Text excerpt

+ + + + +

A new study highlights how closely connected politics and health outcomes have grown over time. Investigators from Brigham and Women’s Hospital examined mortality rates and federal and state election data for all counties in the U.S. from 2001 to 2019. The team found what they call a “mortality gap” — a widening difference between age-adjusted death rates in counties that had voted for a Democrat or a Republican in previous presidential and governor elections. The team found that mortality rates decreased by 22 percent in Democratic counties but by only 11 percent in Republican counties. The mortality gap rose across top disease areas, including heart disease and cancer, and the mortality gap between white residents in Democratic versus Republican counties increased nearly fourfold during the study period. Results are published in the British Medical Journal.
“In an ideal world, politics and health would be independent of each other and it wouldn’t matter whether one lives in an area that voted for one party or another,” said corresponding author Haider Warraich, MD, of the Division of Cardiovascular Medicine at the Brigham. “But that is no longer the case. From our data, we can see that the risk of premature death is higher for people living in a county that voted Republican.”
Warraich and colleagues used data from the Wide-ranging OnLine Data for Epidemiologic Research (CDC WONDER) database and the MIT (Massachusetts Institute of Technology) Election Data and Science Laboratory. They classified counties as Democratic or Republican based on the way the county had voted in the previous presidential election and adjusted for age when calculating mortality rates.

+ + + + +

Records from a dataset

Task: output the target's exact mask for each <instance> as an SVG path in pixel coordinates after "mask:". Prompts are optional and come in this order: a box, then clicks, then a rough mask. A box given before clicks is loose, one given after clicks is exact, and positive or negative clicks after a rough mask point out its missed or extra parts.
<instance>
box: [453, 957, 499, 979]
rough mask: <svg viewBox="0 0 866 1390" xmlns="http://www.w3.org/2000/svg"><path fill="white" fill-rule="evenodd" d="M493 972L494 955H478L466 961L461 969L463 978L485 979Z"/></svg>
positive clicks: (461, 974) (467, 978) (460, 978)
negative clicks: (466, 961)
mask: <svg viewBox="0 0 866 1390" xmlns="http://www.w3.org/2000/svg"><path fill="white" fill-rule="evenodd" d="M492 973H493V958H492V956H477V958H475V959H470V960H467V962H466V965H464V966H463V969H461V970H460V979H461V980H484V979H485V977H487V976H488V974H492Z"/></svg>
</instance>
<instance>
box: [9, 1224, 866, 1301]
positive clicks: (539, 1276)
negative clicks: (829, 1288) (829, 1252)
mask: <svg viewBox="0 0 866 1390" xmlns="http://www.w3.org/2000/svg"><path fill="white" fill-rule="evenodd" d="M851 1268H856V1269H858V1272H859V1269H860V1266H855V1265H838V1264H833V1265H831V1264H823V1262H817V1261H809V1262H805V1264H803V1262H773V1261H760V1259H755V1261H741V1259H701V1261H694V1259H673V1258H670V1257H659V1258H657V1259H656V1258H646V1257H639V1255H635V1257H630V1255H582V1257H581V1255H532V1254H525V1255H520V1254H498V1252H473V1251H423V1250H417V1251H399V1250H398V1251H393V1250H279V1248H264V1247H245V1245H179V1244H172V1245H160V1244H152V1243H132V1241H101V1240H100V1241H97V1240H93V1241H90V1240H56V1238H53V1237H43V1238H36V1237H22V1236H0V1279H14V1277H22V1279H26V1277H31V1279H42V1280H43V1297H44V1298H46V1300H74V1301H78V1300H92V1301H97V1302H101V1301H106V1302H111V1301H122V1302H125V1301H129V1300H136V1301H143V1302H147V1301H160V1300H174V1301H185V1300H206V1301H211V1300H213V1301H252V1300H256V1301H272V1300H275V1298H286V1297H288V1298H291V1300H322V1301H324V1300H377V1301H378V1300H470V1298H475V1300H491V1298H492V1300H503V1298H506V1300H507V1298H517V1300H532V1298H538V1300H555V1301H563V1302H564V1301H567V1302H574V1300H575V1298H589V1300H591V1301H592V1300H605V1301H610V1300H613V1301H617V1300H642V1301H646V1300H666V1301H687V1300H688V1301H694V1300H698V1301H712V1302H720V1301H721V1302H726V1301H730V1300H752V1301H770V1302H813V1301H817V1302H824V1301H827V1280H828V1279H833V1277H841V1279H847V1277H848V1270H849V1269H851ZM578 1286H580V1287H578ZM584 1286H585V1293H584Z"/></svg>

+ + + + +

Continue the passage about the study of political affiliation and county mortality rates, starting right after its final sentence.

Overall, the team found that mortality rates in Democratic counties dropped from 850 deaths per 100,000 people to 664 (22 percent), but in Republican counties, mortality rates declined from 867 to 771 (11 percent). When the team analyzed by race, they found that there was little gap between the improvements in mortality rates that Black and Hispanic Americans experienced in Democratic and Republican counties. But among white Americans, the gap between people living in Democratic versus Republican counties was substantial.
The mortality gap remained consistent when the researchers looked only at counties that had voted Republican or Democratic in every presidential election year studied and when they looked at gubernatorial elections. Democratic counties experienced greater reductions in mortality rates across most common causes of death, including heart disease, cancer, chronic lower respiratory tract diseases, diabetes, influenza and pneumonia, and kidney disease.
The authors note that the widening gap in death rates may reflect the influence of politics on health policies. One of the inflection points detected in the study corresponds to the Affordable Care Act (ACA), which was passed in 2010. More Democratic states than Republican states adopted Medicaid expansion under the ACA, which expanded health insurance coverage to people on a low income.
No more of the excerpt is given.